### Supplied records ###

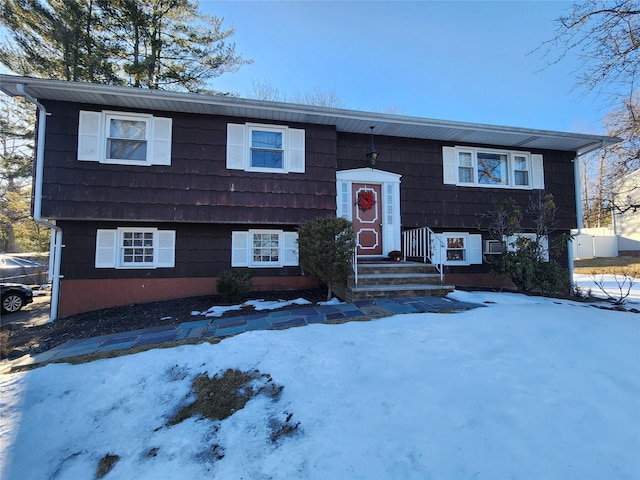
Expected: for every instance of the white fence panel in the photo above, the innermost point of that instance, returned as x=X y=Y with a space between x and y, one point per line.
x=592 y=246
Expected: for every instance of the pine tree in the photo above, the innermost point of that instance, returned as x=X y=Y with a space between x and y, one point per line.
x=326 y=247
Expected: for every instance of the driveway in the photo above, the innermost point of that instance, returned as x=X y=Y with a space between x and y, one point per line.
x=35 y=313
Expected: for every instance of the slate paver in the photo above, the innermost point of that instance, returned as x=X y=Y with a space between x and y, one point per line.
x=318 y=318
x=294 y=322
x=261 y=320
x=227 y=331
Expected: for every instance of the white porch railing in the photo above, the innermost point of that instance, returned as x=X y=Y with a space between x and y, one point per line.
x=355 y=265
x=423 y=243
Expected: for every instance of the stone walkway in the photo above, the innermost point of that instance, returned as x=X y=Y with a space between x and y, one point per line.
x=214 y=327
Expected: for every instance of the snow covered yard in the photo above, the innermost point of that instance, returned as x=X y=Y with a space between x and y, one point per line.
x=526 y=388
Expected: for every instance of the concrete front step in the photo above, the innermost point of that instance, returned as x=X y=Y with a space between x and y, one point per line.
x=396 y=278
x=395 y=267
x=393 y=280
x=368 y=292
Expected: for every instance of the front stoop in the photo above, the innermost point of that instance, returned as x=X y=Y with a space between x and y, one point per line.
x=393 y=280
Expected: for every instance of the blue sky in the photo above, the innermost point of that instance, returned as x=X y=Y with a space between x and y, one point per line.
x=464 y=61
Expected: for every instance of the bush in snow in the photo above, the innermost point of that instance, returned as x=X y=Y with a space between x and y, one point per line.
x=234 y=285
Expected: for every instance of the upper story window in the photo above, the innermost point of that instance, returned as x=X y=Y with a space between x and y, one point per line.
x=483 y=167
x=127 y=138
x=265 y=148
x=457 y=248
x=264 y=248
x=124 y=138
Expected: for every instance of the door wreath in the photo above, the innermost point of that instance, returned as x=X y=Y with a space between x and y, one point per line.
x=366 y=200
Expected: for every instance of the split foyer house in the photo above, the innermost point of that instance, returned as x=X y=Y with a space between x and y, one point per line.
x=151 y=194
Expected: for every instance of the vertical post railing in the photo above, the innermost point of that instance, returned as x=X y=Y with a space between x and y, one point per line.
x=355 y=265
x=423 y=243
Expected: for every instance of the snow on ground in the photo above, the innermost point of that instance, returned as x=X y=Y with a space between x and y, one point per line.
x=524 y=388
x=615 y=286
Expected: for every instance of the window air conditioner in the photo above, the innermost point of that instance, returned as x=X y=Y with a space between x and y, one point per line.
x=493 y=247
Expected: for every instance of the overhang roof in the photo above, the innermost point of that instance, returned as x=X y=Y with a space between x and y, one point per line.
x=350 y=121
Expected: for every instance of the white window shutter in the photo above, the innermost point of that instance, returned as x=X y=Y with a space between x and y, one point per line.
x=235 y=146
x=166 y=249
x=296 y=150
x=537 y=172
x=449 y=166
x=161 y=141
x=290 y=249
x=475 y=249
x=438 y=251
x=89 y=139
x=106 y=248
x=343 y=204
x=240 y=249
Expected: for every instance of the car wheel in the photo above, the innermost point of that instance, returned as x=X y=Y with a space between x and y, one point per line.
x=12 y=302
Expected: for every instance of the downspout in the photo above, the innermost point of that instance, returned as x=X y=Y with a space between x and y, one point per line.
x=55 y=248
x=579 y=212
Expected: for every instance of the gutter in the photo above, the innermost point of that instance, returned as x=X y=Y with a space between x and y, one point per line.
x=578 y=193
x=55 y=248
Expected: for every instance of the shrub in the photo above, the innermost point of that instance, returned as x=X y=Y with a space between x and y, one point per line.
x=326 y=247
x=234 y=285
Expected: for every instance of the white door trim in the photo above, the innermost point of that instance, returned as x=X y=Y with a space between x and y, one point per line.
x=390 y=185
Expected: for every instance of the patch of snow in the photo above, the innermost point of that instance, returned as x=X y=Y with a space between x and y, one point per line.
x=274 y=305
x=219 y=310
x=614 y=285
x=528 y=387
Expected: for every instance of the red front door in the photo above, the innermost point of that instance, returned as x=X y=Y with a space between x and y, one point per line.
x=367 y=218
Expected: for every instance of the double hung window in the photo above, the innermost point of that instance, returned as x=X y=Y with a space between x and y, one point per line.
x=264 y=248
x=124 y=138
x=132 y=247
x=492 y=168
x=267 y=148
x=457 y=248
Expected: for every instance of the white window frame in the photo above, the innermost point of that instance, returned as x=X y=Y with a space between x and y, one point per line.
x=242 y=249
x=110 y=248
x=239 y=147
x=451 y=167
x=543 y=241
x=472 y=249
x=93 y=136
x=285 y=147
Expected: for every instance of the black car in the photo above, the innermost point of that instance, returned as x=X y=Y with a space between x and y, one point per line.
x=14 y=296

###

Reproduce the stretch of records from the line containing "Expected: for every instance of the split" through the line containing "x=615 y=286", keeping every request line unchanged and offsetting each coordinate in the answers by adding 57 to it.

▶ **Complete answer**:
Expected: for every instance of the split foyer house in the photo above, the innermost point of that instance, returned as x=X y=Y with a space between x and y, one point per line.
x=208 y=251
Expected: for every instance of the vertical post railing in the photo above, the innermost point of that instance, returned as x=X y=Y with a space between x and y, one point per line.
x=412 y=322
x=480 y=300
Expected: for every instance of the snow on ground in the photo above, the innermost point of that instance, returned as x=X y=Y with a space between x and y, one point per line.
x=581 y=445
x=672 y=343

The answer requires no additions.